◆ **ACTIVITY 1**
Reproduce the entries word for word, starting with their first line and ending with the line that contains "positive clicks: (905, 942) (827, 906)", including both of those lines.

◆ **TEXT SEGMENT**
[Start of section]

Two years ago, I moved back to my hometown in rural Nebraska. Main Street has remained largely unchanged over the years, but sadly the little grocery store was struggling. It eventually became another statistic in rural America: a town losing its grocery store to rising distribution minimums, competition from Walmart delivery twenty minutes away, and poor management decisions.
I’ve supported local food infrastructure as a consultant with New Venture Advisors for over ten years, and here was my opportunity to start something new. With some amazing partners, we wanted to change what local grocery could look like. There’s nostalgia for the old store that many of us miss. But after living in urban areas for most of my adult life, I wanted to bring the bodega concept to rural America and see if we could create something that genuinely serves the community.
The Concept
We didn’t try to rebuild what we lost. A full-service grocery store requires square footage, staffing, and distributor minimums that simply don’t work in a town our size. Instead we asked a different question: what does Henderson actually need, and what’s the smallest footprint that can deliver it?
The answer was a bodega-style mercantile. Essential groceries, fresh produce, local products, a few specialty items, and a space that felt like it belonged to this community. The ownership group is structured as equal partners, which distributes the work, the risk, and the decision-making so no single person is carrying everything.

[End of section]

◆ **PROVIDED MATERIAL**

[Start of section]

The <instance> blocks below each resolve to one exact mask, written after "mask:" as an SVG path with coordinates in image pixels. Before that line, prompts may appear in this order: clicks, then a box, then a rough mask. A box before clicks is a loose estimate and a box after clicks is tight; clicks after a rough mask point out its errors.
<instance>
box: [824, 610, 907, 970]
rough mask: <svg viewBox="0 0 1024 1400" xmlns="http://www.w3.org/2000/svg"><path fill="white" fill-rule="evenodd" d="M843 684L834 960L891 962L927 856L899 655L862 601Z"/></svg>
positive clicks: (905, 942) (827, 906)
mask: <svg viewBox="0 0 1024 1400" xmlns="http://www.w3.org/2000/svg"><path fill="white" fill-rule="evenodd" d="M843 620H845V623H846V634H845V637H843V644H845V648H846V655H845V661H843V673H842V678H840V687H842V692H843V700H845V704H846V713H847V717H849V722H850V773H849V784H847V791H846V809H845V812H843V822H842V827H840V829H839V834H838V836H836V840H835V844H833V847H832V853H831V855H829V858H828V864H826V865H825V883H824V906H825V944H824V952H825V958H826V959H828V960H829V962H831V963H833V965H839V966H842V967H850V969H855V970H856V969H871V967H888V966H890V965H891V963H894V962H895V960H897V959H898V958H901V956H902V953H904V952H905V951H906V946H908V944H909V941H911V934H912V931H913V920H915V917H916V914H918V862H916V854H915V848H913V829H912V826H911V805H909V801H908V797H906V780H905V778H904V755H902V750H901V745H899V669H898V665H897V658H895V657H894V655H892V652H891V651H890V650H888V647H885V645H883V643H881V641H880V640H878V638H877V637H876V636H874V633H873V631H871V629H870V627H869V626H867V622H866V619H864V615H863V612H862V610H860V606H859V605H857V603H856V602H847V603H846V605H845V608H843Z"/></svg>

[End of section]

◆ **ACTIVITY 2**
According to the text about the Henderson mercantile, why didn't the founders try to rebuild a full-service grocery store?

◆ **ANSWER AREA 1**
The <instance> blocks below each resolve to one exact mask, written after "mask:" as an SVG path with coordinates in image pixels. Before that line, prompts may appear in this order: clicks, then a box, then a rough mask. A box before clicks is a loose estimate and a box after clicks is tight; clicks after a rough mask point out its errors.
<instance>
box: [824, 610, 907, 970]
rough mask: <svg viewBox="0 0 1024 1400" xmlns="http://www.w3.org/2000/svg"><path fill="white" fill-rule="evenodd" d="M843 684L834 960L891 962L927 856L899 655L862 601Z"/></svg>
positive clicks: (905, 942) (827, 906)

◆ **ANSWER AREA 2**
A full-service grocery store needs square footage, staffing, and distributor minimums that don't work in a town the size of Henderson. So they asked what the town actually needs and what the smallest footprint is that can deliver it.